■ Goal a
Reproduce the notes on DOM specification gaps word for word.

== Given passage ==

For all the methods in this interface, the pre-insertion validity checking is incomplete. Source: https://dom.spec.whatwg.org/#concept-node-ensure-pre-insertion-validity

  • Step 4 is missing: Should throw a hierarchy request DOMException when the node to insert isn't a DocumentFragment, DocumentType, Element, or CharacterData.
  • Step 5 (first part) is missing: Text nodes may not be inserted if the parent is a document, should result in a hierarchy request DOMException.
  • Step 5 (second part) is missing: Doctype nodes may only be inserted if the parent is a document, otherwise should result in a hierarchy request DOMException.
  • Missing all the validation of step 6.
  • Merges adjacent text nodes while it shouldn't.
  • Handles the special case of passing a single node incorrectly with regards to error handling.

DOM\Document class

Properties

  • $documentURI is supposed to be a URI, but for local files it doesn't prefix the path with the file scheme.
  • $strictErrorChecking property should only exist on the legacy DOMDocument class, exceptions instead of warnings are the default in the modern-day DOM spec.

Methods

DOM\Element class

Properties

Methods

  • getAttributeNode(string $qualifiedName) (https://dom.spec.whatwg.org/#dom-element-getattributenode)
    • Should lowercase the qualified name when working with HTML namespace in an HTML document.
    • Should return NULL instead of false when the attribute doesn't exist.

===
== Items ==

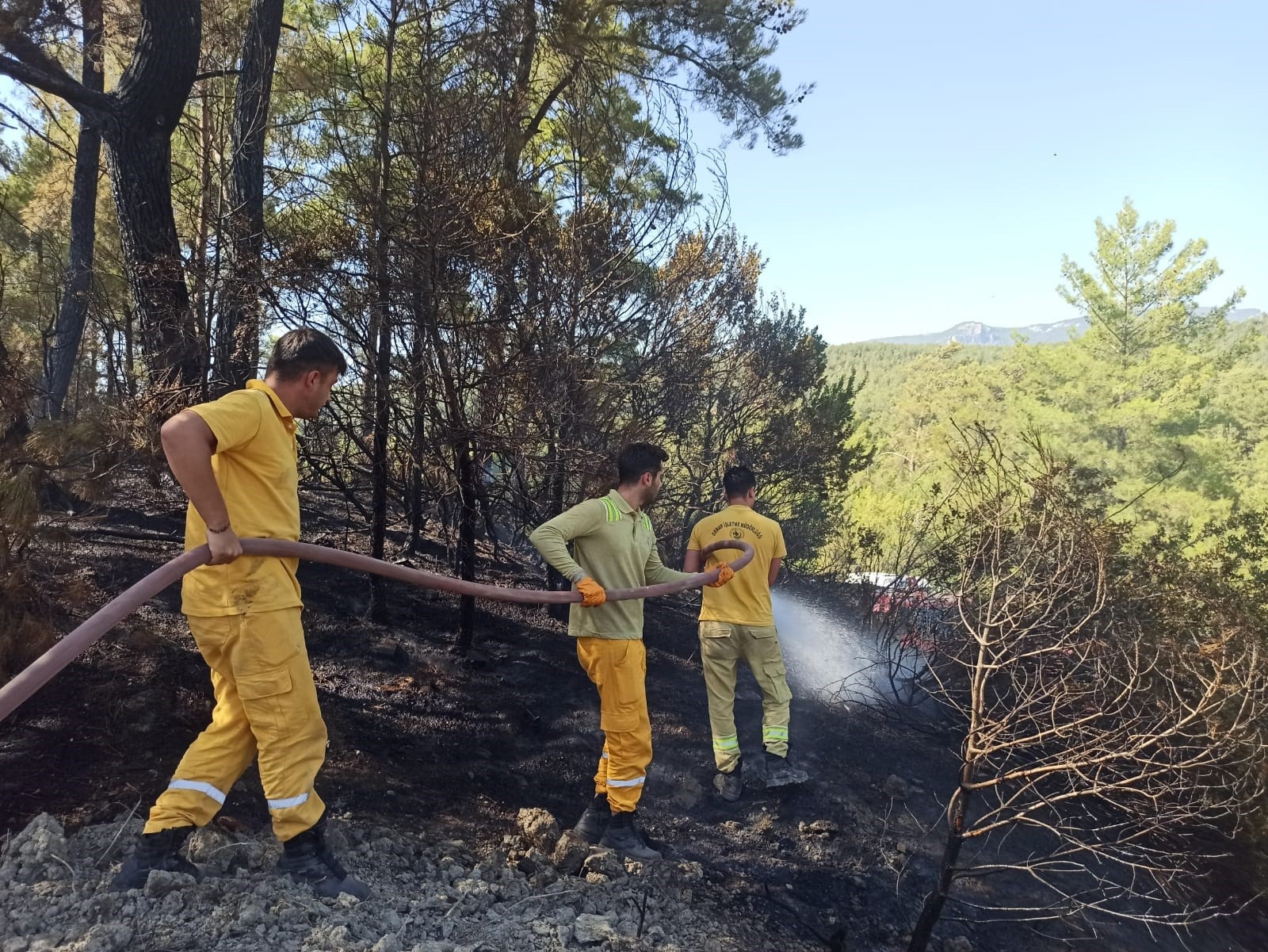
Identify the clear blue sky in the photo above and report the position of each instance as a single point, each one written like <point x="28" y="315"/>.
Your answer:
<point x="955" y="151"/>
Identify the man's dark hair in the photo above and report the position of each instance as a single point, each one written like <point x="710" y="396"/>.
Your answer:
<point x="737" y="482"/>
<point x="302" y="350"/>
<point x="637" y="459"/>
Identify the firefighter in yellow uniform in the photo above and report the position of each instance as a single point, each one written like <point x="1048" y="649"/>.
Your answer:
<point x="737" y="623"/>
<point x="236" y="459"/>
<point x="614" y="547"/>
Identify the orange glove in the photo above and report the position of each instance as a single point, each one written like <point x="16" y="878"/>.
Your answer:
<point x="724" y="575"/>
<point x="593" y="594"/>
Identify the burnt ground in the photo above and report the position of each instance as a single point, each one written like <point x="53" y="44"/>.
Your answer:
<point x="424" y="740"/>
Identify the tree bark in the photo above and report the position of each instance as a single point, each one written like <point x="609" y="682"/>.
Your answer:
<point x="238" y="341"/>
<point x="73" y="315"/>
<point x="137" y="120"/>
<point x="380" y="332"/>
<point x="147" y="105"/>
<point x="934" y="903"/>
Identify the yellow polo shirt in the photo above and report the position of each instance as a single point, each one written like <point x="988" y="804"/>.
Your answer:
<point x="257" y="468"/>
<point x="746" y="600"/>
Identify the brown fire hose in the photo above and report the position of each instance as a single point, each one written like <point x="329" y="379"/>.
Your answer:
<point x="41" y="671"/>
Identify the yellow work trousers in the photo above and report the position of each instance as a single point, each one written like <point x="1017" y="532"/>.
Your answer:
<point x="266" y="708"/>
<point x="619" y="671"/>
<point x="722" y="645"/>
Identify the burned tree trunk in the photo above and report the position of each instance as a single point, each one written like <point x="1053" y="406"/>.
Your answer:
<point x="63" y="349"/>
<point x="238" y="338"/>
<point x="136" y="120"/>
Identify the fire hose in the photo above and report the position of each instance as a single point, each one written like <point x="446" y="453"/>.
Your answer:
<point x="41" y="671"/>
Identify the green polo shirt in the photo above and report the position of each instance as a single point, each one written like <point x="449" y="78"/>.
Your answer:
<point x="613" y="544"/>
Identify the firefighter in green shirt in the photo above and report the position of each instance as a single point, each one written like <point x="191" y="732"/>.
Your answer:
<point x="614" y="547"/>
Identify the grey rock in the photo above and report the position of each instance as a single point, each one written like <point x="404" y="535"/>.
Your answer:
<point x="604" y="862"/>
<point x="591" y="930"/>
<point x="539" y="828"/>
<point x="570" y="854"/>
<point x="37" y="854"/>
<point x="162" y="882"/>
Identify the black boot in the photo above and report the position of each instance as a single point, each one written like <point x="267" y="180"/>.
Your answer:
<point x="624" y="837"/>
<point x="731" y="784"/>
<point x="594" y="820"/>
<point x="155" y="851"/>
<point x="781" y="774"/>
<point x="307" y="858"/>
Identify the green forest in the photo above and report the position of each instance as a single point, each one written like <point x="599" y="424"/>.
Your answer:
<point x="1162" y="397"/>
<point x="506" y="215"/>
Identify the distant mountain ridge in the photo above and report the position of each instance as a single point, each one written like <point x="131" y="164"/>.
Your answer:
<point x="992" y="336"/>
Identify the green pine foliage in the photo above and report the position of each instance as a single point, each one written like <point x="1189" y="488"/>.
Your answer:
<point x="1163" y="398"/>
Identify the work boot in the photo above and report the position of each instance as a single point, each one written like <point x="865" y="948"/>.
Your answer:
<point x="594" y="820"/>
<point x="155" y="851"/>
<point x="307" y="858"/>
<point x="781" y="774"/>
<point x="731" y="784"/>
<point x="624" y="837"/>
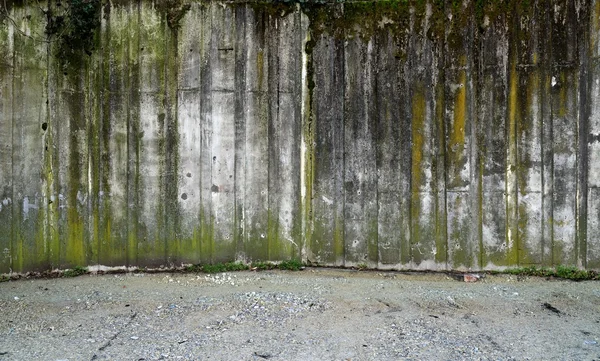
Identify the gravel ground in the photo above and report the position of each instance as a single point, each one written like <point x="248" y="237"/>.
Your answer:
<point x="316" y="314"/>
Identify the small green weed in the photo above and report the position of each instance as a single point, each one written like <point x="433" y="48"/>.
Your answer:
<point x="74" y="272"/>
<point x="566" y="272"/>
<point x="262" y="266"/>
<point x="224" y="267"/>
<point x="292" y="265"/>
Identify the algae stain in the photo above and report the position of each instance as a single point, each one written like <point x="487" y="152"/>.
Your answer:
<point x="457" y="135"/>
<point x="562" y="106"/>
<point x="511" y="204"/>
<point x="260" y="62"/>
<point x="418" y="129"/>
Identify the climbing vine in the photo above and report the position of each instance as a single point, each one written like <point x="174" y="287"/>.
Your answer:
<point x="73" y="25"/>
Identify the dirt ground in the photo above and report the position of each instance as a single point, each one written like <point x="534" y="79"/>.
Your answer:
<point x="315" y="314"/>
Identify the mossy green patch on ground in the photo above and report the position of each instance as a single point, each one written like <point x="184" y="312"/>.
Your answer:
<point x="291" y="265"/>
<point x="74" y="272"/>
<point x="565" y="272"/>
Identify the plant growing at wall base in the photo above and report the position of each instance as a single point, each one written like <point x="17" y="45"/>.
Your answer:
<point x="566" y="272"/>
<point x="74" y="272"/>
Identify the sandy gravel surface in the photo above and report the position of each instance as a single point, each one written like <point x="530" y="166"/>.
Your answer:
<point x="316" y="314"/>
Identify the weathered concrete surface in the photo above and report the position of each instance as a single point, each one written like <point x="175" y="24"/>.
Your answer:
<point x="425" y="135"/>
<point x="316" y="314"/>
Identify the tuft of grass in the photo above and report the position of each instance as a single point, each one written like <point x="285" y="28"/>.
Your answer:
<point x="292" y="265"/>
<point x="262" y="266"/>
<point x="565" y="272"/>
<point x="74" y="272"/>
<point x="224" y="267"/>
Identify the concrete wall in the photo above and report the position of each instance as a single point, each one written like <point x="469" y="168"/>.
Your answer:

===

■ Goal b
Rewrite the listing from the line holding "Identify the weathered" through the end of the listing, inclusive, with "tuft" replaced by "clump" and everything else left unchanged.

■ Written solution a
For all the methods in this interface, the pre-insertion validity checking is incomplete. Source: https://dom.spec.whatwg.org/#concept-node-ensure-pre-insertion-validity

  • Step 4 is missing: Should throw a hierarchy request DOMException when the node to insert isn't a DocumentFragment, DocumentType, Element, or CharacterData.
  • Step 5 (first part) is missing: Text nodes may not be inserted if the parent is a document, should result in a hierarchy request DOMException.
  • Step 5 (second part) is missing: Doctype nodes may only be inserted if the parent is a document, otherwise should result in a hierarchy request DOMException.
  • Missing all the validation of step 6.
  • Merges adjacent text nodes while it shouldn't.
  • Handles the special case of passing a single node incorrectly with regards to error handling.

DOM\Document class

Properties

  • $documentURI is supposed to be a URI, but for local files it doesn't prefix the path with the file scheme.
  • $strictErrorChecking property should only exist on the legacy DOMDocument class, exceptions instead of warnings are the default in the modern-day DOM spec.

Methods

DOM\Element class

Properties

Methods

  • getAttributeNode(string $qualifiedName) (https://dom.spec.whatwg.org/#dom-element-getattributenode)
    • Should lowercase the qualified name when working with HTML namespace in an HTML document.
    • Should return NULL instead of false when the attribute doesn't exist.

■ Written solution b
Identify the weathered concrete surface in the photo above and report the position of each instance as a single point, each one written like <point x="175" y="24"/>.
Your answer:
<point x="425" y="135"/>
<point x="316" y="314"/>
Identify the clump of grass in the photo above and report the position of each instance as a single point, each one written like <point x="285" y="28"/>.
Your answer:
<point x="292" y="265"/>
<point x="262" y="266"/>
<point x="565" y="272"/>
<point x="74" y="272"/>
<point x="224" y="267"/>
Identify the concrete wall in the photo above and report the position of each instance as a single point, each one written like <point x="469" y="168"/>.
Your answer:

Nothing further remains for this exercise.